>> Begin EXCERPT
Skip to main content

Enigma: Rising (Rip) Tide

The Rock Paper Shotgun logo repeated multiple times on a purple background
Image credit: Rock Paper Shotgun

As excited as I am at the prospect of scrambling through the fetid interior of a fully-modelled U-boat, a small patriotic part of me is sad that Silent Hunter 5, like its predecessors,  won't be flying the White Ensign. It was our turn, dammit! It didn't have to be British subs - a single captainable RN corvette class would have sufficed. Hunting the hunters now and again can be a barrel of fun as Enigma: Rising Tide, recently released in free, StarForce-stripped iso form, proves.

Half Silent Hunter 3, half Battlestations Midway, ERT is probably better known for the bad luck that dogged it  than for for being a novel, varied, rather well-executed naval sim. The fact that it was built by ex-Dynamix folk shows in the elegant UI and sensibly simplified instrumentation. If you want to dial numbers into a Torpedo Data Computer and pore over charts, stick with SH. This is a lighter, more manoeuvrable craft.
>> End EXCERPT
- [LIST OF TASKS]:
1. Answer these questions about the Enigma: Rising Tide article:
(a) Which two games is Enigma: Rising Tide said to be half of?
(b) Who built the game?
(c) What flag won't Silent Hunter 5 be flying?
2. Write the next part of the Enigma: Rising Tide article, picking up after its final sentence.
>> Begin DATASET EXCERPTS
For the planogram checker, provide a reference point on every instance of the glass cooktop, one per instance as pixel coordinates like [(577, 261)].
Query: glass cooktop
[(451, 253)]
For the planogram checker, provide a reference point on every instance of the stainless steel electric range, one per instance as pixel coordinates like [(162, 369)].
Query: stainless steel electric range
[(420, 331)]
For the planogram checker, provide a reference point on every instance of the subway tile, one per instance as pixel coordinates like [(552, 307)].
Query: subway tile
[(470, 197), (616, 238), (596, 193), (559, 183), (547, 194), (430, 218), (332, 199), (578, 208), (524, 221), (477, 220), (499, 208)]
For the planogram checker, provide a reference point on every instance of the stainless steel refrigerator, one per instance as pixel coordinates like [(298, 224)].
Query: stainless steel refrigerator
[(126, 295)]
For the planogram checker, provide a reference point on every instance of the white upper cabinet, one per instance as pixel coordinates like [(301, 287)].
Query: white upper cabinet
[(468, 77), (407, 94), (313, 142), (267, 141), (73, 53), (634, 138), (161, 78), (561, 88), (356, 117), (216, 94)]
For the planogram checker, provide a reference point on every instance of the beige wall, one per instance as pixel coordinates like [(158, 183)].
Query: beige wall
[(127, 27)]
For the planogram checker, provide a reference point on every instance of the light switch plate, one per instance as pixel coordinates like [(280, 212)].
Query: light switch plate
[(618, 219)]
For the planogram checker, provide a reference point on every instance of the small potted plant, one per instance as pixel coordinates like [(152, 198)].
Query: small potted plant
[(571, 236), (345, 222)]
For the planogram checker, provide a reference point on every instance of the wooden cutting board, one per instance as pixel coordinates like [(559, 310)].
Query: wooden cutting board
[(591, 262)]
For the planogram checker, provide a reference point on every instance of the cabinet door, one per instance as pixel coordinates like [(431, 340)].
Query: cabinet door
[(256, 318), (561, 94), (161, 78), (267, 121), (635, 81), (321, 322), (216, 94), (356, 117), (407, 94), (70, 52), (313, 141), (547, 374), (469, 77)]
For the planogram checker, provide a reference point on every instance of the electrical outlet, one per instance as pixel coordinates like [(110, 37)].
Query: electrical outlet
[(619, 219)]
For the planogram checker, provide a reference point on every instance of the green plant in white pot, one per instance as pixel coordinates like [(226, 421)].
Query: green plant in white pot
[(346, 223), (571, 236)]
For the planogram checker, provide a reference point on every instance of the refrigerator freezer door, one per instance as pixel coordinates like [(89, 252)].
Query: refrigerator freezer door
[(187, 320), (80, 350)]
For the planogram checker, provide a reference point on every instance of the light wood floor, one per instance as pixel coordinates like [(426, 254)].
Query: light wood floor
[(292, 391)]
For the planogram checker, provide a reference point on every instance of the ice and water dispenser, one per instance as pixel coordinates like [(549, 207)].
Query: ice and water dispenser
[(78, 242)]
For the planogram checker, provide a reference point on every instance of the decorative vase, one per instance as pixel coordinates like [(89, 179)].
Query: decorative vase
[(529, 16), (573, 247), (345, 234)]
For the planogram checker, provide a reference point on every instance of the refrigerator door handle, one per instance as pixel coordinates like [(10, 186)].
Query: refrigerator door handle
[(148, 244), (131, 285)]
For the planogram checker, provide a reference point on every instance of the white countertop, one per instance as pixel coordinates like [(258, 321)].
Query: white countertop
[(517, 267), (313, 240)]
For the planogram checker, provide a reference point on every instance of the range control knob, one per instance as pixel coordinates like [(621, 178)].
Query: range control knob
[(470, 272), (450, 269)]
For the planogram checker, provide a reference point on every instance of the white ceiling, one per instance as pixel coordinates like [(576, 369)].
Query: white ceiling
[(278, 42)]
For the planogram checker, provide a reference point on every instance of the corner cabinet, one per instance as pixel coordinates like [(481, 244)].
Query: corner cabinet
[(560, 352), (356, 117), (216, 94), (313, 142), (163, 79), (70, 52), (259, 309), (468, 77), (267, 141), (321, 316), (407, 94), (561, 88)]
>> End DATASET EXCERPTS
- [RESULTS]:
1.
(a) Silent Hunter 3 and Battlestations Midway.
(b) Ex-Dynamix folk.
(c) The White Ensign.

2.
Which isn't to say there aren't sim-like subtleties. As a corvette captain you get to set your depth charge depths and patterns. As a torpedo-loosing destroyer or sub skipper, you can play with gyro angles and run depths. Best of all there's an excellent voice-recognition system which allows mic-equipped mariners to bawl orders rather than mouse or key them.

Tesseraction's brave decision to go with an alternate history setting (It's the late Thirties and an Anglo-Japanese alliance are at war with a US-German axis...)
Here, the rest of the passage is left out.